* [Korte opdracht] Hoeveel lokale publieke omroepen waren er eind 2000 volgens de tekst over omroepen hieronder?

--- Tekst ---

Met ingang van 2000 wordt in alle provincies naast radio ook
regionale televisie verzorgd. Als laatste van de in totaal dertien
regionale omroepen, kreeg de Regionale Omroep Stichting Utrecht
zendtijd toegewezen. Controle wees uit dat alle onderzochte
omroepen voldeden aan het programmavoorschrift. Het grootste deel
van de programmering bestond uit informatieve programma-onderdelen
en tekst-televisie. Het aandeel informatieve, culturele en
educatieve programma-onderdelen (ICE) kwam zelfs uit tussen de 90
en 100%. Ook op de radio werd door alle omroepen, op één na,
voldaan aan het programmavoorschrift.
Eind 2000 waren er 324 lokale publieke omroepen in 452 gemeenten
(op een totaal van 537 gemeenten). In het verslagjaar zijn de
gegevens betreffende de lokale omroepen over 1999 beoordeeld.
Lokale omroepen hebben te kampen met grote financiële problemen.
Ook hebben zij moeite te voldoen aan de norm van 50%
programmaonderdelen van informatieve, culturele en educatieve
aard. Meer dan de helft van de omroepen presteerde onder deze
norm.
Het aantal toestemmingen voor het uitzenden van commerciële
omroepprogramma's bedroeg eind 2000 in totaal 463. Van dit aantal
zijn 19 toestemmingen verleend voor bijzondere omroep
('abonnee-omroep'). Het aantal toestemmingen voor televisie groeit
gestaag. Voor radio valt een daling te constateren. Veel
toestemmingen voor radio zijn aangevraagd om in aanmerking te
kunnen komen voor een etherfrequentie. De verdeling van die
frequenties liet in het verslagjaar nog op zich wachten. Uit de in
het verslagjaar verzamelde gegevens blijkt dat in 1999
daadwerkelijk 259 programma's zijn uitgezonden: 51
radioprogramma's, 37 televisieprogramma's en 171
kabelkrantprogramma's.

--- Getoond materiaal ---

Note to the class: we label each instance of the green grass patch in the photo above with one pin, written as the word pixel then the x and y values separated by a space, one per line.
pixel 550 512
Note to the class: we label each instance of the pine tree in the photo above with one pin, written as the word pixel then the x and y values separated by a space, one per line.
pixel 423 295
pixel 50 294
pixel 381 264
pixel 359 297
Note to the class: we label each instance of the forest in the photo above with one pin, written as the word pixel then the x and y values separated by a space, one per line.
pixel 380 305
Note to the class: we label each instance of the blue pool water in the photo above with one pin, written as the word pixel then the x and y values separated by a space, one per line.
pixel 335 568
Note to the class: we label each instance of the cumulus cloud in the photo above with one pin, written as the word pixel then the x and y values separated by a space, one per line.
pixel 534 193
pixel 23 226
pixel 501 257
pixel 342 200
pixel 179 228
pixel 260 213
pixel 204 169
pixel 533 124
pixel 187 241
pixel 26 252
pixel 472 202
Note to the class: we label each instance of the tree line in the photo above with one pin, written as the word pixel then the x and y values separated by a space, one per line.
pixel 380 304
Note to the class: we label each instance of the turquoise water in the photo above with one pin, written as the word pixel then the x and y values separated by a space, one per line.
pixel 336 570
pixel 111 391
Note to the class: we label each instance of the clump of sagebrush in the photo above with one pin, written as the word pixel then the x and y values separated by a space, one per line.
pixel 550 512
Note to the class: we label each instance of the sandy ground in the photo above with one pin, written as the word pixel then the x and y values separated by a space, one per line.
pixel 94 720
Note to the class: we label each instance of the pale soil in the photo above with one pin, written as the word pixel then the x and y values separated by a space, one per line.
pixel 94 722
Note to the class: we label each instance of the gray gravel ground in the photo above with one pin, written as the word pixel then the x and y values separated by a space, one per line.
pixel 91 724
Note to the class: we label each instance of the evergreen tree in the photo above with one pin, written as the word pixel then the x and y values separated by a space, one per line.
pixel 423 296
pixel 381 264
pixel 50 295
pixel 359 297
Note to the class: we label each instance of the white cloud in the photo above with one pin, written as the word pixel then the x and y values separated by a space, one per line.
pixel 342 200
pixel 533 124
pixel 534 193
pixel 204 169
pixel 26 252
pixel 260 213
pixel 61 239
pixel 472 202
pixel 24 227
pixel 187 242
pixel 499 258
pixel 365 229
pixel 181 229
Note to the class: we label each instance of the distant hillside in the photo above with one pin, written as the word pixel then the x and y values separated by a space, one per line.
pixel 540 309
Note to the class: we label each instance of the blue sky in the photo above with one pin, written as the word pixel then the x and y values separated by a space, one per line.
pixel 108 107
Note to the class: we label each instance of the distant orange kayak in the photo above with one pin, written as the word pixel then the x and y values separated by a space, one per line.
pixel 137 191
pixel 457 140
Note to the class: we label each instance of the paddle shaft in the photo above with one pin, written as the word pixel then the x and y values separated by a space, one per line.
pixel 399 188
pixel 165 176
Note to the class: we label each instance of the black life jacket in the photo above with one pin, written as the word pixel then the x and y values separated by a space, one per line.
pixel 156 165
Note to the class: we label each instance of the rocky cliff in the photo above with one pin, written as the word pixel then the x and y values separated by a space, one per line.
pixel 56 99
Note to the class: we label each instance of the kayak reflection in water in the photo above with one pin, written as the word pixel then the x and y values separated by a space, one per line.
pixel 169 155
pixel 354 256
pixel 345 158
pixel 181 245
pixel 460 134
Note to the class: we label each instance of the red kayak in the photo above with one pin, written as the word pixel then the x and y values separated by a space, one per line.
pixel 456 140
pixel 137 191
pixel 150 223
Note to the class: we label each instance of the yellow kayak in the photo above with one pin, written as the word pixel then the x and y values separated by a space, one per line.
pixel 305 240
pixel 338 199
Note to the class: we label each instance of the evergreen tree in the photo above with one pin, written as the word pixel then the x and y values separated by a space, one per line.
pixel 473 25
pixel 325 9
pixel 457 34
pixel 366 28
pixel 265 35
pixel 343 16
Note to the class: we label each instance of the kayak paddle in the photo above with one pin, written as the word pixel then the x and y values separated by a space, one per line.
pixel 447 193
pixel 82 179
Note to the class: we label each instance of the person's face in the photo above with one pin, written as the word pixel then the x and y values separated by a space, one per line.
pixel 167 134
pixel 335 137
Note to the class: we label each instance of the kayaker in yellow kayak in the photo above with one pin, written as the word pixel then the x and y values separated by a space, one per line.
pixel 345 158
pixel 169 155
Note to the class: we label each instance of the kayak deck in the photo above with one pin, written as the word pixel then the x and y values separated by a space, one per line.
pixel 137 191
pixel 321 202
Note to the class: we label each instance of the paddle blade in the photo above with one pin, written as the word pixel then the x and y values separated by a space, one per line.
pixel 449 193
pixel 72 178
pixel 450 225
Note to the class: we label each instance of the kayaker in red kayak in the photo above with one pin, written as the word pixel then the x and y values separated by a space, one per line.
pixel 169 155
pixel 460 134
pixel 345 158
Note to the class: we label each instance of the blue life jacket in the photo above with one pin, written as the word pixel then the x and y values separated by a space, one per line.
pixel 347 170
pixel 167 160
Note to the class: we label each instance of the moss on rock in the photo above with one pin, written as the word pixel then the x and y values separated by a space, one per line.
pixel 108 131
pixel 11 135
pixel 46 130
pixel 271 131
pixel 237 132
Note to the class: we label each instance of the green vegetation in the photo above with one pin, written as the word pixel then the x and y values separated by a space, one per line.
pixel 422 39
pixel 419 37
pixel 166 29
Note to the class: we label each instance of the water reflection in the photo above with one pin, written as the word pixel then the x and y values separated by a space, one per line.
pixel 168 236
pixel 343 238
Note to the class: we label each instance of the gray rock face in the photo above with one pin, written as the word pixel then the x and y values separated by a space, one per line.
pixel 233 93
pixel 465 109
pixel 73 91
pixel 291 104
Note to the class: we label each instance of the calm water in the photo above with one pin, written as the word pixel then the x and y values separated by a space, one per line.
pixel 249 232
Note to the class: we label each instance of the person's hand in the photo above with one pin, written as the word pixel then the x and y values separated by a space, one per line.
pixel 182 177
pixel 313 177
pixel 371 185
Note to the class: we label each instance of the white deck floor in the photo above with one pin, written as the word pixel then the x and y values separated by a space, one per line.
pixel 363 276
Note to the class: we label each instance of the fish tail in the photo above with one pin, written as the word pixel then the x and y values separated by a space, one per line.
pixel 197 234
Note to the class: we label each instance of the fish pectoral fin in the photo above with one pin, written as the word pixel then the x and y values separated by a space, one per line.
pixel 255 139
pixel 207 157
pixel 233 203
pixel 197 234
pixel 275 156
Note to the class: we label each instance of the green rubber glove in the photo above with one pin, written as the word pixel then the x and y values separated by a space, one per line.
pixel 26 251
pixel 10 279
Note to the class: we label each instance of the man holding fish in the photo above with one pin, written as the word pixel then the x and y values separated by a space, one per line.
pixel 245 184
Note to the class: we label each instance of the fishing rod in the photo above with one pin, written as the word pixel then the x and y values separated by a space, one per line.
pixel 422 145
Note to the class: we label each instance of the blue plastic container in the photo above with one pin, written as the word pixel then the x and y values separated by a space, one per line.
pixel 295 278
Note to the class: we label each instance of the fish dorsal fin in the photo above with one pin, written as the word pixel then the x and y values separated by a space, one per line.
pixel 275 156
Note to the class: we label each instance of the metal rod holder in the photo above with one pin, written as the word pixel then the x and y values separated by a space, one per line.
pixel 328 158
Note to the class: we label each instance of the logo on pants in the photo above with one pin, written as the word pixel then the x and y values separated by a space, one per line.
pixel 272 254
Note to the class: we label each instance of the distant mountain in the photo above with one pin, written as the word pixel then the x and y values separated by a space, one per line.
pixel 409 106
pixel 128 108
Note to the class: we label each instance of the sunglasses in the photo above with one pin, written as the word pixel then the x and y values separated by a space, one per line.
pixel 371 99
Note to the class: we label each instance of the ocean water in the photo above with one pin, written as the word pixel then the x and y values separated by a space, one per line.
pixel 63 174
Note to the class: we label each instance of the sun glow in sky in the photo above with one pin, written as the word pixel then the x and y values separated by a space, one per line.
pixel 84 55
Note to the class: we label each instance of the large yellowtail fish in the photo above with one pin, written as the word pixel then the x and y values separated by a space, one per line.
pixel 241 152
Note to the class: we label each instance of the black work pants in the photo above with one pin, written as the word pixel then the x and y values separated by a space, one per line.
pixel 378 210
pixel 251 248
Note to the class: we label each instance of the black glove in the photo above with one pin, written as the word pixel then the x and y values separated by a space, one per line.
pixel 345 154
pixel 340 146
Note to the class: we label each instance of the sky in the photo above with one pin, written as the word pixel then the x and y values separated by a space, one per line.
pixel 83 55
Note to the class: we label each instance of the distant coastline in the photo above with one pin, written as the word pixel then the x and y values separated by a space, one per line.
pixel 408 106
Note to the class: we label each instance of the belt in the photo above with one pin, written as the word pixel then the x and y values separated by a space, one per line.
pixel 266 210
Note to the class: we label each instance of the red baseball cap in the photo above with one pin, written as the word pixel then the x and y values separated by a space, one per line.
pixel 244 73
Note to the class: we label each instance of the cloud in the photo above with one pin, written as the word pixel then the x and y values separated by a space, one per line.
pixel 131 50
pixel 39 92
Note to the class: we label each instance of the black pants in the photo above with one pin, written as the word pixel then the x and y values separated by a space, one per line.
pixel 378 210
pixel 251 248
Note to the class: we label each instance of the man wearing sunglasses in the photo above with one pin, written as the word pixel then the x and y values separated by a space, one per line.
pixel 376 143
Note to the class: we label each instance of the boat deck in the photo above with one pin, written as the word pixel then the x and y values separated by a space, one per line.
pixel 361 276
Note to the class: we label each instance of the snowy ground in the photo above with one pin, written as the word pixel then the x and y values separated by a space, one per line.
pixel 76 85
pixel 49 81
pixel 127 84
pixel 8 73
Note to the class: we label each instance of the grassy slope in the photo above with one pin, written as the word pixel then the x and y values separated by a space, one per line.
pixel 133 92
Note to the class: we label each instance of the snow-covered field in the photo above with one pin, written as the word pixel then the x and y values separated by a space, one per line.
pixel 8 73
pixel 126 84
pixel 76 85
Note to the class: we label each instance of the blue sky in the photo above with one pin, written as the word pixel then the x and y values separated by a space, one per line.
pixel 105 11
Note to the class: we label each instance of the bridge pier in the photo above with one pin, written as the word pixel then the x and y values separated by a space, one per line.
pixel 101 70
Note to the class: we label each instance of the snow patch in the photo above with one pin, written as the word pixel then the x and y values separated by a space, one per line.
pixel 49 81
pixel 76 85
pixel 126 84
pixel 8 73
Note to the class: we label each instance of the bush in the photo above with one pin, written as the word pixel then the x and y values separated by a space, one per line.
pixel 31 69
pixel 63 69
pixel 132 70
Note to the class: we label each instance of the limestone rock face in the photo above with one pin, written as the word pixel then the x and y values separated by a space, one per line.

---

* [Uitgewerkt antwoord] Eind 2000 waren er 324 lokale publieke omroepen.